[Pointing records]

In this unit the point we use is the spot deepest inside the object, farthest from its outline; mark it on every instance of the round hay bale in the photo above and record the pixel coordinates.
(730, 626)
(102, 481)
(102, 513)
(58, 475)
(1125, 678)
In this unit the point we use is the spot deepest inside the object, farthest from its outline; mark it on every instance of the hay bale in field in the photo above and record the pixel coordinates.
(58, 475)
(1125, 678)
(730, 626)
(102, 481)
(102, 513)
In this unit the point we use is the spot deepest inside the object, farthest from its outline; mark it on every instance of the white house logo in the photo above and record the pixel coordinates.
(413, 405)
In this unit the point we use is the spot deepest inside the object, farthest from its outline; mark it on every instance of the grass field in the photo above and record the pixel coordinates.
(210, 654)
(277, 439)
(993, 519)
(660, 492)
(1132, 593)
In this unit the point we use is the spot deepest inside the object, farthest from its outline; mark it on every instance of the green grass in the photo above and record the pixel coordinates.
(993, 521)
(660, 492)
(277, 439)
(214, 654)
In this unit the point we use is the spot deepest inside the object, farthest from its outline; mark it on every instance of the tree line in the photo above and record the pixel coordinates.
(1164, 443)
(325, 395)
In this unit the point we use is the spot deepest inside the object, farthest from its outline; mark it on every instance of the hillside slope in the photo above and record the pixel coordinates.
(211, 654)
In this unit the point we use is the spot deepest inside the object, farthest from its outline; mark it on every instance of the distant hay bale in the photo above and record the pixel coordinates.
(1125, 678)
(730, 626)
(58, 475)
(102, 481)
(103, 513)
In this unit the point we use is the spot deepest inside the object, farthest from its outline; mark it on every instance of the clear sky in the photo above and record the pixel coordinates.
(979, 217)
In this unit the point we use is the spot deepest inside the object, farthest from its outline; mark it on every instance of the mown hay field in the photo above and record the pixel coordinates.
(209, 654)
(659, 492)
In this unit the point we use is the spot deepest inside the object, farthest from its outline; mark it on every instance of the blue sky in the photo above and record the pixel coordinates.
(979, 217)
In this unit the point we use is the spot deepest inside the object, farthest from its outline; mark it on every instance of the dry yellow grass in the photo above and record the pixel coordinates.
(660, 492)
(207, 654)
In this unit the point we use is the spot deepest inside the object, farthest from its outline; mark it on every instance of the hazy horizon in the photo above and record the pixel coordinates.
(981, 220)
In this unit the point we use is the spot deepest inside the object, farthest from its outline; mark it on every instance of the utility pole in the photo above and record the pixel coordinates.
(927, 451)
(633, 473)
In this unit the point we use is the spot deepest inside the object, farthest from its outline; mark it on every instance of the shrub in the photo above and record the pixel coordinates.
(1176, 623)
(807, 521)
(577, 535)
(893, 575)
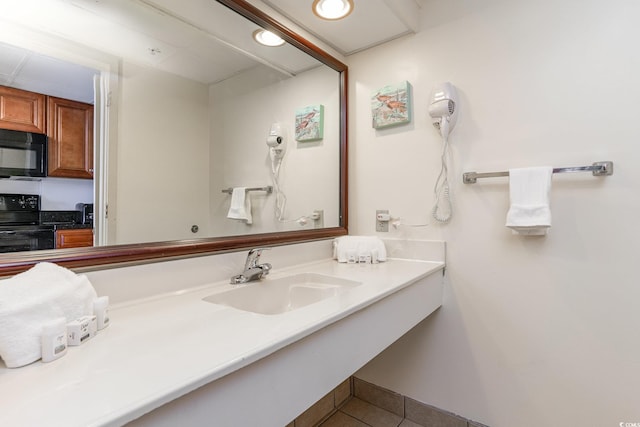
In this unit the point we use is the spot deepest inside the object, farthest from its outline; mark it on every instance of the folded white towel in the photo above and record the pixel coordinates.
(529, 189)
(358, 245)
(33, 298)
(240, 205)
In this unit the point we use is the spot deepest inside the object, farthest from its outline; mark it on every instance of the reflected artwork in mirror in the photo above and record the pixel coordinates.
(193, 148)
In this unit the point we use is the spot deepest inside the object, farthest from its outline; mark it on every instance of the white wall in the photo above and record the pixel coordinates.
(163, 157)
(533, 331)
(243, 110)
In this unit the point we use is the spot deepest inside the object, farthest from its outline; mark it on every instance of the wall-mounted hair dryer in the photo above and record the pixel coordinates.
(276, 141)
(443, 108)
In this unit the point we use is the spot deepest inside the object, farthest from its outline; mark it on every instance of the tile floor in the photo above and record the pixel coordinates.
(358, 413)
(357, 403)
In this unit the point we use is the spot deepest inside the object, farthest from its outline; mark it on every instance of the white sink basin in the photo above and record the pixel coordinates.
(276, 296)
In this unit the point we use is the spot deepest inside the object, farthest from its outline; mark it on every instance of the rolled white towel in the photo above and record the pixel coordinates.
(33, 298)
(358, 245)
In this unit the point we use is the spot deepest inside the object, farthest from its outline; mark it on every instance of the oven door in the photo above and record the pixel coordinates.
(18, 240)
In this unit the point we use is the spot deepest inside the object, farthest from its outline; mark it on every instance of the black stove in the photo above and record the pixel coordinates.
(20, 227)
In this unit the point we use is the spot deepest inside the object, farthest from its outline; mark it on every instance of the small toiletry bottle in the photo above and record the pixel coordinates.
(101, 311)
(54, 339)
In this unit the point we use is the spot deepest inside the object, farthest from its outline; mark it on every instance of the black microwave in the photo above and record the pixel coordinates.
(23, 153)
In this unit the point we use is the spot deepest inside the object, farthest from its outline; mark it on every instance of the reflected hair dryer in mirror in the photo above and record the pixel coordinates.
(277, 147)
(276, 141)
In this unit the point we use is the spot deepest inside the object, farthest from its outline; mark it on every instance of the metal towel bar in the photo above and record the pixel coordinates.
(268, 189)
(597, 169)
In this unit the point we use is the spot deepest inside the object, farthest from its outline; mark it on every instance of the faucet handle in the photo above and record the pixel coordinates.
(257, 251)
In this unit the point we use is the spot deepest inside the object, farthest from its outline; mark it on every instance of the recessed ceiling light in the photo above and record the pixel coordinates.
(267, 38)
(332, 9)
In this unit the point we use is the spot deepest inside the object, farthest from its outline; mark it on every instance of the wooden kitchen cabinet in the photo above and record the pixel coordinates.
(70, 132)
(74, 238)
(22, 110)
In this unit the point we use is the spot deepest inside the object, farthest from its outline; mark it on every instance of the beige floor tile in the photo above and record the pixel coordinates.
(378, 396)
(342, 393)
(429, 416)
(340, 419)
(370, 414)
(316, 413)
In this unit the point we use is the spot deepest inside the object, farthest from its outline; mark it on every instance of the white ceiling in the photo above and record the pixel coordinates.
(197, 39)
(200, 40)
(371, 23)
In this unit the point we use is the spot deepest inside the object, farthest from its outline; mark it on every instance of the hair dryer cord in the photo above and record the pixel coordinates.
(442, 208)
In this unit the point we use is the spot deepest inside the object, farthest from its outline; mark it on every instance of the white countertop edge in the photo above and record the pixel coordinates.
(132, 409)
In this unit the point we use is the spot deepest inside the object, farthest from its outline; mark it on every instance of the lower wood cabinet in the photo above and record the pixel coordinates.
(74, 238)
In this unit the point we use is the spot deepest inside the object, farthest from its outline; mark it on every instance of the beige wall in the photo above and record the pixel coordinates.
(533, 331)
(163, 157)
(244, 108)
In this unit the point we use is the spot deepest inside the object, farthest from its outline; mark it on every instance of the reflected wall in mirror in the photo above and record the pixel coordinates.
(184, 103)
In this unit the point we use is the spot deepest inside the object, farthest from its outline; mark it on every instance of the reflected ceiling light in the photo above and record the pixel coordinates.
(332, 9)
(267, 38)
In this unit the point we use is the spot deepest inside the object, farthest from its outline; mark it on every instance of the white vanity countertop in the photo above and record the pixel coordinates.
(160, 348)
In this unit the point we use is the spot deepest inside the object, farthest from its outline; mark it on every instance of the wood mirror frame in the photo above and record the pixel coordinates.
(105, 256)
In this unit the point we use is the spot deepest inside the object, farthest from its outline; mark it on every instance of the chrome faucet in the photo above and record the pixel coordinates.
(252, 269)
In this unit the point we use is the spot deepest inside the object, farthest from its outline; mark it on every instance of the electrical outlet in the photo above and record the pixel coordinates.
(382, 226)
(318, 218)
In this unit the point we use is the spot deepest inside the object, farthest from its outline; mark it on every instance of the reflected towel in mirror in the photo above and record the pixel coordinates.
(240, 208)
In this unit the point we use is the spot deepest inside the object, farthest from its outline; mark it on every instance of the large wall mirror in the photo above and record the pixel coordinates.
(185, 104)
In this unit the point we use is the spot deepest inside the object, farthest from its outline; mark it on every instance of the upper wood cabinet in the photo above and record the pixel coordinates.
(22, 110)
(70, 132)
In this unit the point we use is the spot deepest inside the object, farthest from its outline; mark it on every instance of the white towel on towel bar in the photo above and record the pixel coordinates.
(529, 189)
(240, 205)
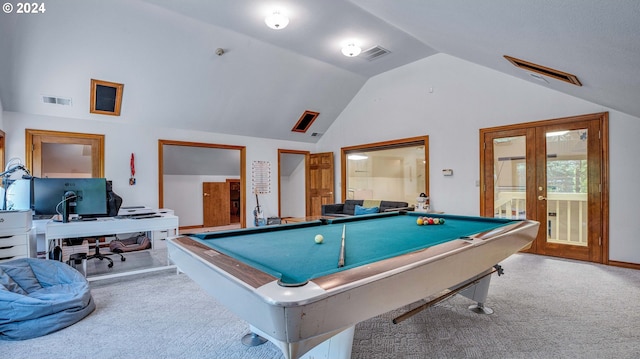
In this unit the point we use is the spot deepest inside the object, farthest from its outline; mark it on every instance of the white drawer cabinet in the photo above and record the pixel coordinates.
(17, 246)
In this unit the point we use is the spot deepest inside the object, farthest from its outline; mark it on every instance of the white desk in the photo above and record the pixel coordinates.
(156, 228)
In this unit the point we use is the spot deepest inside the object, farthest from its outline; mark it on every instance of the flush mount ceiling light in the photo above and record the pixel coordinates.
(276, 20)
(351, 50)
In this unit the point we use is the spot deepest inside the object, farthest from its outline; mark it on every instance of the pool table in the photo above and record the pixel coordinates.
(292, 291)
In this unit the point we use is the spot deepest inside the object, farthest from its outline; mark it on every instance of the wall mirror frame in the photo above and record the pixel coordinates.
(402, 174)
(91, 144)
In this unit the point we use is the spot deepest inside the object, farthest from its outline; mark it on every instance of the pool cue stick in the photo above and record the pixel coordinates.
(441, 296)
(341, 259)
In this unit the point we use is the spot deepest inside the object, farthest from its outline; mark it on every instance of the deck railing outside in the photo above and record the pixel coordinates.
(566, 218)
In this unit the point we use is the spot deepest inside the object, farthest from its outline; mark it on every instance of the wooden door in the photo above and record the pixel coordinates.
(553, 172)
(320, 182)
(215, 204)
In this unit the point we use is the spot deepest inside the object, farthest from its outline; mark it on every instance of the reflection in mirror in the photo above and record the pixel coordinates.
(60, 160)
(391, 171)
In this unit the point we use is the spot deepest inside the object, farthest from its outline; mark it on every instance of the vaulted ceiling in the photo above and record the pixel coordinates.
(165, 53)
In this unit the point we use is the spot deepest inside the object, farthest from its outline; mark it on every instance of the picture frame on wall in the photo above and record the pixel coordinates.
(106, 97)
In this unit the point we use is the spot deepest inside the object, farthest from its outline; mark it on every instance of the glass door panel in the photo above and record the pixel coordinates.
(567, 187)
(510, 177)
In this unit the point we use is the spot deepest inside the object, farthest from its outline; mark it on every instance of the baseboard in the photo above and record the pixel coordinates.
(624, 264)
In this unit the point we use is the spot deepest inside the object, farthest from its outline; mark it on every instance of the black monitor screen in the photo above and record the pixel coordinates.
(90, 195)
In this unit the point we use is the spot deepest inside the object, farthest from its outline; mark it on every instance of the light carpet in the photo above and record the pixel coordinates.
(544, 308)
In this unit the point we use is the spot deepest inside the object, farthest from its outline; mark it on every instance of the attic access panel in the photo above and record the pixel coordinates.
(305, 121)
(543, 70)
(106, 97)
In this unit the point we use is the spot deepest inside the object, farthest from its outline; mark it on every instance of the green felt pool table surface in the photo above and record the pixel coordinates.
(290, 253)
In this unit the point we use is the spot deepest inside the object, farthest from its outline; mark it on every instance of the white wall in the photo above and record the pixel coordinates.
(292, 201)
(122, 139)
(464, 98)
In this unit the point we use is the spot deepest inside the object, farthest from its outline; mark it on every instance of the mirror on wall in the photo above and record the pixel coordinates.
(51, 154)
(394, 170)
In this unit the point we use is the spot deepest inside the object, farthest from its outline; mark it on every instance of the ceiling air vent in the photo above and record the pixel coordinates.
(374, 53)
(57, 100)
(305, 121)
(546, 71)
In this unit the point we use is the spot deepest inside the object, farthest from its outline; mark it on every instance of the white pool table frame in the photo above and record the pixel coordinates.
(297, 319)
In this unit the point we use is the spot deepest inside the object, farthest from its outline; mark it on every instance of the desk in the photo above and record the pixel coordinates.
(56, 231)
(292, 292)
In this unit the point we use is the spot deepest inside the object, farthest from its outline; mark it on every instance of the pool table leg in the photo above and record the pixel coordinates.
(479, 292)
(336, 346)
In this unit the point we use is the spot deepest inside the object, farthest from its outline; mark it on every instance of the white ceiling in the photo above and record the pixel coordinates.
(267, 78)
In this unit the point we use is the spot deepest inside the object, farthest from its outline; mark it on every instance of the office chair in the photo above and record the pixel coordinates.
(113, 206)
(100, 256)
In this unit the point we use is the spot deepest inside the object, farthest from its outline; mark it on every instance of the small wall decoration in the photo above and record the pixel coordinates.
(106, 97)
(261, 177)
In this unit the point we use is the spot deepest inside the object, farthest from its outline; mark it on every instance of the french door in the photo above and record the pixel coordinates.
(554, 172)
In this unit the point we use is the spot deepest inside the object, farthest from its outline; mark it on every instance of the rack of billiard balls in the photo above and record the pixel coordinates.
(429, 220)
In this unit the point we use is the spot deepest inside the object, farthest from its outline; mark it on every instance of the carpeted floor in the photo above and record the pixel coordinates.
(544, 308)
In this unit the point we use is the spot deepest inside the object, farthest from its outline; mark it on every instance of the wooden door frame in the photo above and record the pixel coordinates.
(243, 155)
(96, 142)
(344, 151)
(603, 118)
(307, 204)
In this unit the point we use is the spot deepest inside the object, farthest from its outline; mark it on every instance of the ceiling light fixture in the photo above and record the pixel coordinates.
(276, 20)
(351, 50)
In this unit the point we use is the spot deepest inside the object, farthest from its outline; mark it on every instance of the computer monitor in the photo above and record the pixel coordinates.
(86, 196)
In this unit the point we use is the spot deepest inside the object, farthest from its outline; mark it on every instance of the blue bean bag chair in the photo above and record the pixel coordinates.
(38, 297)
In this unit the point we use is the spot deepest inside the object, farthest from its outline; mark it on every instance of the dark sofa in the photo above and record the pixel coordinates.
(348, 207)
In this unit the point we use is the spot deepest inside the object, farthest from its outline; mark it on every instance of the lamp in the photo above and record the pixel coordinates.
(351, 50)
(276, 20)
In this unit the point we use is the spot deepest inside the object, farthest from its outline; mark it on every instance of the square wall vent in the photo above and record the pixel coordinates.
(305, 121)
(57, 100)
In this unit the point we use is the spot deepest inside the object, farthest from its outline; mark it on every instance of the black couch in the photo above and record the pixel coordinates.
(347, 208)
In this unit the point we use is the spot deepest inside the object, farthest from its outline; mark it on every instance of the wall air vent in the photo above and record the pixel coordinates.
(57, 100)
(546, 71)
(374, 53)
(305, 121)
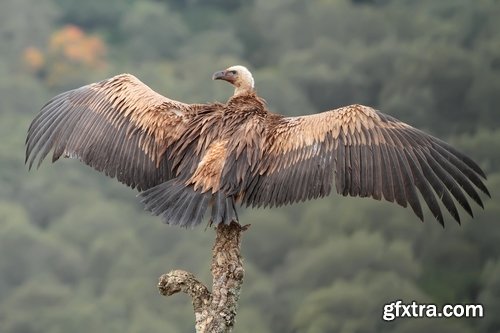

> [What is asked] Rewrite the lines above as a numbered list with no blank lines, starting at the line containing "the hay bale" and continuing through the line containing "(1132, 593)".

> [Final answer]
1. In this unit the point we use is the spot deepest inside the object, farthest from its outline; mark it on every instance of the hay bale in field in the photo above and record the pixel coordinates.
2. (58, 475)
3. (1125, 678)
4. (730, 626)
5. (102, 481)
6. (102, 513)
7. In this unit the point we use is the spot deepest inside the object, farthest from its outline; mark it on every instance of the white house logo in the photo above and record the pixel coordinates.
8. (413, 405)
9. In this unit the point we use is the spot deepest inside the object, farthest from its outline; mark it on every instance of the grass field in the photo above and record the pixel coordinates.
10. (210, 654)
11. (277, 439)
12. (993, 519)
13. (660, 492)
14. (1132, 593)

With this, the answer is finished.